## Your instructions
Copy out everything from the line containing "q: bicycle helmet" down to the end of the rows, renaming "signpost" to "guidepost" and keeping everything else unchanged.

## Dataset
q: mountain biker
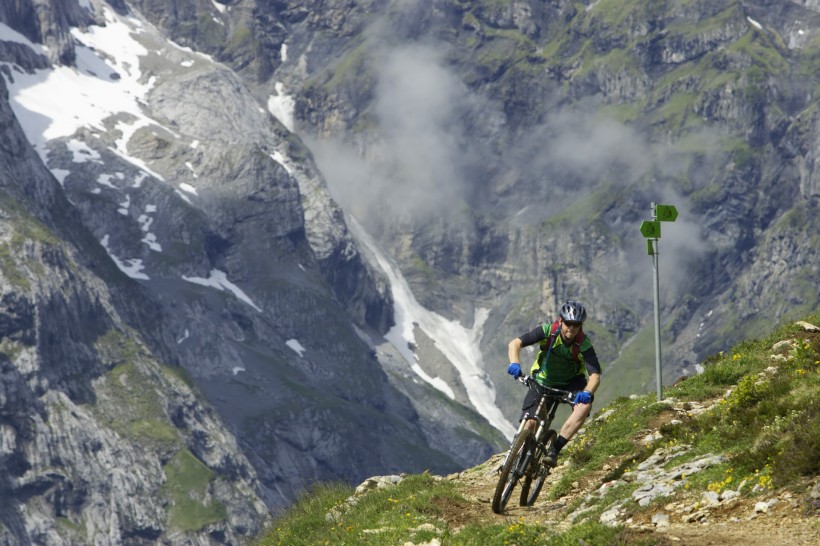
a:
[507,300,601,466]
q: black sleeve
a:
[581,347,601,375]
[518,326,548,348]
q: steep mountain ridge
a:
[0,0,820,542]
[0,1,500,545]
[259,315,820,546]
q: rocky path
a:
[444,394,820,546]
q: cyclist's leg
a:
[553,376,592,455]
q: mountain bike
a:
[493,375,574,514]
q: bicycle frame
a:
[501,375,573,468]
[492,376,572,514]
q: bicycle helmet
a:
[561,300,587,322]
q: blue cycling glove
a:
[507,362,524,379]
[572,391,593,404]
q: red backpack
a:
[541,318,586,362]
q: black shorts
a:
[518,375,587,421]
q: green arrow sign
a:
[655,205,678,222]
[641,220,661,239]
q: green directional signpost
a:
[641,203,678,401]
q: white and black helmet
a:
[561,300,587,322]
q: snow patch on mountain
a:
[348,217,515,438]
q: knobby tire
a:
[493,429,532,514]
[518,430,558,506]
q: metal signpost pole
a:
[641,203,678,401]
[651,203,663,402]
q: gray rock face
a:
[0,0,498,545]
[0,0,820,544]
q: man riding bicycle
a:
[507,301,601,466]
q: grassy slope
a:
[253,314,820,546]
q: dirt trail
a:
[441,440,820,546]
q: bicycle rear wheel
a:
[518,430,558,506]
[493,429,533,514]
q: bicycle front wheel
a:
[493,429,533,514]
[519,424,558,506]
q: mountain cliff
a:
[0,0,820,544]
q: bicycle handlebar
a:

## The completed task
q: bicycle helmet
a:
[561,300,587,322]
q: blue cycling glove
a:
[507,362,524,379]
[572,391,593,404]
q: red backpack
a:
[541,318,586,362]
q: black shorts
a:
[518,375,587,421]
q: green arrow sign
a:
[655,205,678,222]
[641,220,661,239]
q: green directional guidepost
a:
[641,203,678,401]
q: white and black helmet
a:
[561,300,587,322]
q: snow patch on mountain
a:
[348,217,515,438]
q: knobby tire
a:
[493,429,532,514]
[518,430,558,506]
q: metal guidepost pole
a:
[641,203,678,401]
[651,203,663,402]
q: gray rock face
a:
[0,0,498,545]
[0,0,820,544]
q: man riding bicycle
a:
[507,301,601,466]
q: grassy slope
a:
[253,314,820,546]
q: dirt trail
a:
[441,440,820,546]
q: bicycle rear wheel
a:
[518,430,558,506]
[493,429,533,514]
q: bicycle front wheel
a:
[493,429,533,514]
[519,424,558,506]
q: mountain cliff
a:
[0,0,820,544]
q: bicycle handlebar
a:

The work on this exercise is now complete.